_Tasks to carry out_
**1.** Return the passage of the Upstash Ratelimit excerpt starting at "I wouldn't recommend" and ending at "of your origin.".
**2.** For each statement, answer yes or no according to the Upstash Ratelimit excerpt and quote the words that decide it: (a) A denied value is cached by the SDK for 60 seconds. (b) The deny list supports pattern matching. (c) The auto IP deny list syncs weekly.

_Text excerpt_
........

This turns on two things. First, a manual deny list you manage from the [Upstash Ratelimit dashboard](https://console.upstash.com/ratelimit), where you add IPs, user agents, countries, or arbitrary identifiers that are blocked without consulting the algorithm. Second, the auto IP deny list, which syncs daily at 2 AM UTC from the [ipsum aggregator](https://github.com/stamparm/ipsum) that pulls from 30+ open-source blocklists.

The cost overhead is two extra Redis commands per call for the deny-list lookup, plus nine commands per day for the IP-list refresh. When a value is denied, the SDK caches it for 60 seconds so repeat attempts cost nothing. Pattern matching isn't supported, only exact matches.

## How much will this actually cost on Upstash?

Upstash bills per Redis command. The [free tier](https://upstash.com/pricing) covers 500,000 commands per month, and pay-as-you-go is $0.20 per 100,000 commands after that. Let's say we use sliding window + analytics:

- Allowed request, intermediate state: 4 commands (algorithm) + 1 (analytics) = **5 commands**
- Rate-limited request, cache miss: 3 + 1 = **4 commands**
- Rate-limited request, cache hit: 0 + 1 = **1 command**

So 500K commands a month gets us roughly 100K legitimate requests with sliding window plus analytics, before we start paying. Switching to fixed window without analytics doubles that to around 250K. The ephemeral cache means bot traffic effectively costs nothing once an attacker is blocked.

Past the free tier, the numbers stay tiny. A million allowed requests a month with sliding window plus analytics is 5M commands, which works out to about $9. For most side projects, this is a rounding error compared to the Vercel bill.

## When should I NOT use Upstash Ratelimit?

I wouldn't recommend Upstash Ratelimit if:

- **Per-second precision is required**, for financial or trading APIs. Sliding window is an approximation. Write a custom Lua script against Redis directly.
- **You're already on a self-hosted Redis Cluster** with sub-millisecond latency from your app servers. In this case it's easier to use node-redis with a token bucket Lua script.
- **For pure DDoS protection.** Application-layer rate limiting fires after the request has already reached your function. Pair it with Vercel's WAF or Cloudflare in front of your origin.

## FAQ

### Does Upstash Ratelimit work in serverless runtimes?

Yes. The SDK is HTTP-based, so it runs in Edge, Node.js, Cloudflare Workers, Fastly Compute, and any other runtime. In Next.js 16, the proxy file defaults to Node.js, it works great there too.

........

_Data section_
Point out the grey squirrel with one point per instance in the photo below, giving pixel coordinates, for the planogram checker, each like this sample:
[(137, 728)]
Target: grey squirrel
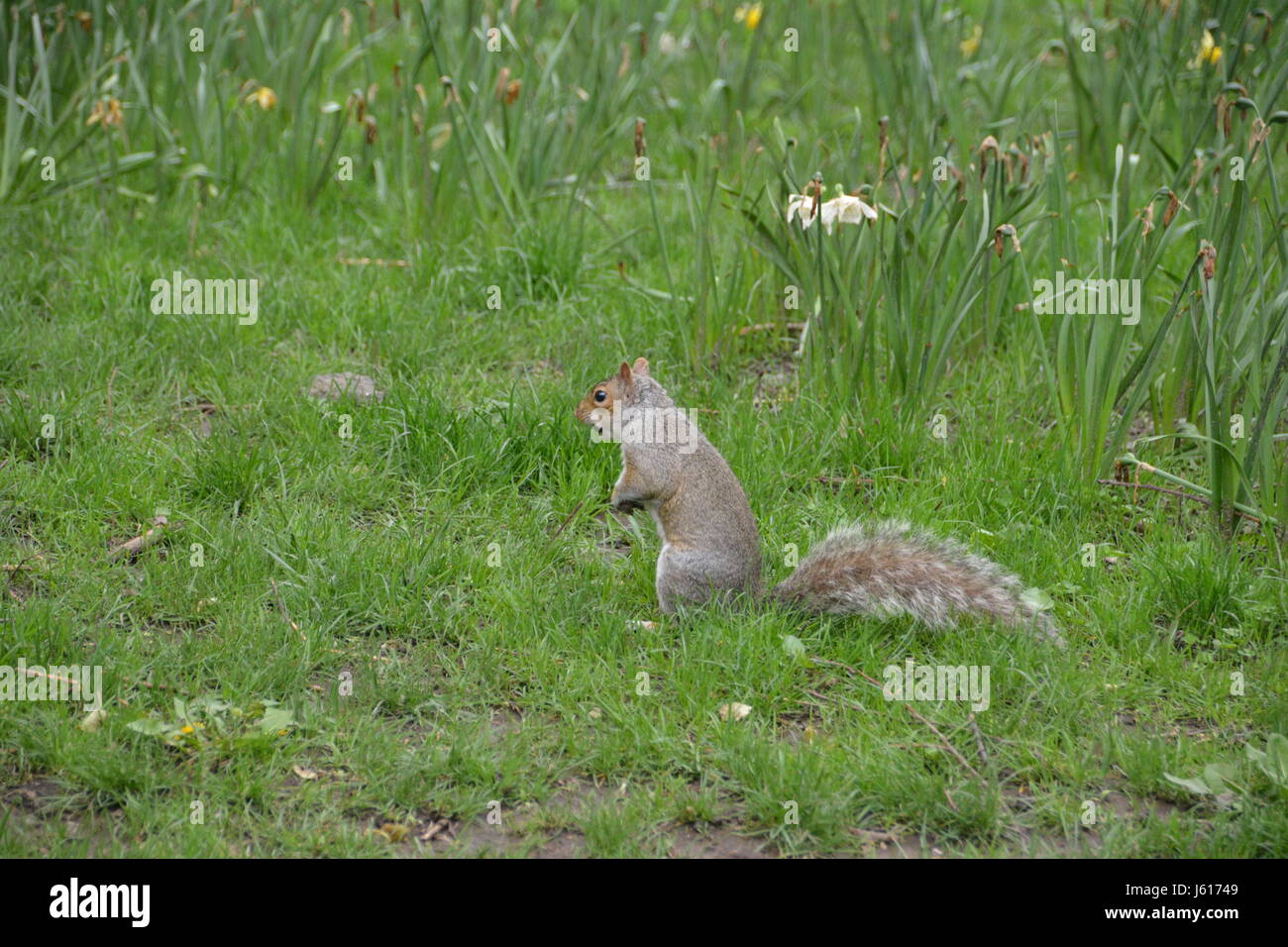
[(711, 547)]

........

_Solution list_
**1.**
I wouldn't recommend Upstash Ratelimit if:

- **Per-second precision is required**, for financial or trading APIs. Sliding window is an approximation. Write a custom Lua script against Redis directly.
- **You're already on a self-hosted Redis Cluster** with sub-millisecond latency from your app servers. In this case it's easier to use node-redis with a token bucket Lua script.
- **For pure DDoS protection.** Application-layer rate limiting fires after the request has already reached your function. Pair it with Vercel's WAF or Cloudflare in front of your origin.

**2.**
(a) Yes: "When a value is denied, the SDK caches it for 60 seconds"
(b) No: "Pattern matching isn't supported, only exact matches."
(c) No: "syncs daily at 2 AM UTC"